### TEXT BLOCK
6. Discussion and Research Limitations

The increasing possibilities of using artificial intelligence in different kinds of research and a rapidly growing use of artificial intelligence [89,90] leave no doubts as to the potential of this topic and great prospects for it in the near future. Despite the fact that artificial intelligence (more specifically, one of its branches, i.e., machine learning) is less common in economic modelling than linear regression models because of complicated algorithms, it is easy to predict that the situation will change soon, and the use of artificial intelligence in economic modelling is the issue of today, not of the future.
The empirical analysis let us identify such advantages of the use of artificial intelligence in countries’ investment attractiveness:
-
A faster and more accurate answer, compared with the currently used methods like manual index calculation. The artificial intelligence methods do not necessarily require human intervention for collection of data (based on the methodology framework); also, identification of factor significance based on the template of previous years.
-
A suitable and more accurate method for analysing and characterizing multicriteria concepts, as the artificial intelligence can handle very large quantities of indicators;
-
Possibilities of predicting and modelling values of indicators;
-
Possibilities of analysing each country individually in the context of influence of other countries;
-
Possibilities of grouping countries according to socio-economic advantages, identifying the main competitor countries.
The empirical analysis let us identify such limitations of the use of artificial intelligence in countries’ investment attractiveness:
-
Lack of data. Since any method of artificial intelligence is data-intensive, data availability, and particularly the availability of up-to-date data, becomes an extremely important factor. Compared with other statistical techniques, neural networks require the data to split into train, test, and validate sets. Because of this, a much bigger sample size is needed compared with other techniques.
-
Machine learning with a teacher requires the prior assignment of training data to classes, which requires expert judgement (the expert must assign the observations in question to a certain class). Incorrect expert judgements may lead to an incorrect model development process and misuse of these models and inappropriate conclusions.
-
The principle of “black box”. In the case of neural networks, many different calculations, interaction assessments, and so on take place in the “black box”, but the final result does not explain how the model used data and how everything worked inside the algorithm.
-
Methods of artificial intelligence use a significant quantity of computer resources; thus, these methods are not always usable, and the methods are time consuming and last for a long time.

### SOURCE MATERIAL
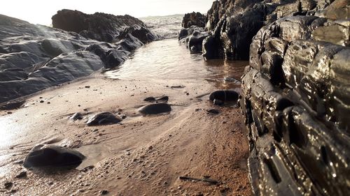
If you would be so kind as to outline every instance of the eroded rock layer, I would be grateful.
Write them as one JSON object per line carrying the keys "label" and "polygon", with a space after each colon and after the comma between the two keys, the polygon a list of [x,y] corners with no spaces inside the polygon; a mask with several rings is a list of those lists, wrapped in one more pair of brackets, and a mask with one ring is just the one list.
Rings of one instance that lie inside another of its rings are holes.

### PROBLEMS TO SOLVE
**A.** In the discussion of artificial intelligence and investment attractiveness, why do neural networks need a much bigger sample size than other techniques?
**B.** Quote the discussion of artificial intelligence and investment attractiveness from "6. Discussion and" up to and including "of the future.".
**C.** Extend the discussion of artificial intelligence and investment attractiveness, picking up after its final sentence.

### SET OF ANSWERS
**A.** Neural networks require the data to be split into train, test, and validate sets.

**B.**
6. Discussion and Research Limitations

The increasing possibilities of using artificial intelligence in different kinds of research and a rapidly growing use of artificial intelligence [89,90] leave no doubts as to the potential of this topic and great prospects for it in the near future. Despite the fact that artificial intelligence (more specifically, one of its branches, i.e., machine learning) is less common in economic modelling than linear regression models because of complicated algorithms, it is easy to predict that the situation will change soon, and the use of artificial intelligence in economic modelling is the issue of today, not of the future.

**C.**
The advantages and limitations of the use of artificial intelligence in the assessment of countries’ investment attractiveness proved the need for soft competences for work with artificial intelligence. Economic analysis often addresses a dichotomous question when the answer provided by artificial intelligence is not always sufficient. The competences of the user of the results and the interpreter of the findings of economic analysis play a crucial role. The management and use of artificial intelligence in decision-making requires professional and technological knowledge [91] and emotional intelligence [25,29]. Every human being, when the most appropriate situation occurs for him, can disclose his talent(s) to be smart [71,92,93]. The empirical analysis let us identify the soft competences under the smartness approach, which are required for the work with artificial intelligence (see Table 4). A smart human being is not an absolute given. Smartness becomes evident in the relationship of a human being with the physical and socio-cultural environment and their actions [94].
When working together with artificial intelligence, such a person will be able to analyse smartly adaptive, complex socio-economic systems, address dichotomous questions, and replace the holistic approach with the reductionist approach in policy- and decision-making.

7. Conclusions and Further Research

This paper contributes to economic development literature by clarifying the interactions between the concept of countries’ investment attractiveness and smartness approach. The analysis of the concept of countries’ investment attractiveness by employing dynamic capacities of a country’s economic subjects and conditions for enabling them within smartness approach reveals new aspects of this concept and meets the criteria of timeliness and modernity. The findings are important for fostering a smartness approach in economic development.
The concept of investment attractiveness is characterized as unrestricted in the spatial approach. The limitation of this concept to different hierarchical levels of territories is inhered by the availability of characterizing statistical indicators. A country’s investment attractiveness is defined as the ability of its economic subjects through its competences (intelligence, sustainability, digitization, agility, innovativeness, networking, knowledge, and learning) and the country’s environment to attract and maintain the investments to the country.
The presented framework of the analysis of countries’ investment attractiveness in the smartness approach is a universal methodology, which may be used to analyse territories at different hierarchical levels. Important implications of the presented framework for decision-makers is that application of the presented framework allows, in compliance with modern economy tendencies, to perform empirical research, which provides results of a country’s investment attractiveness at a fixed point in time and dynamically, and in relation to other countries, identification of factors which increase or decrease investment attractiveness.
The use of artificial intelligence in the analysis of investment attractiveness allows a faster and more accurate answer to be obtained; allows a more detailed characterization of the concept, as it can handle very large quantities of indicators; allows predicting and modelling values of indicators; allows each country to be analysed individually in the context of the impacts of other countries; and allows countries to be grouped according to socio-economic and spatial similarities. The limitations of the use of artificial intelligence in countries’ investment attractiveness are the lack of data, the principle of “black box”, and the use of a significant quantity of computer resources.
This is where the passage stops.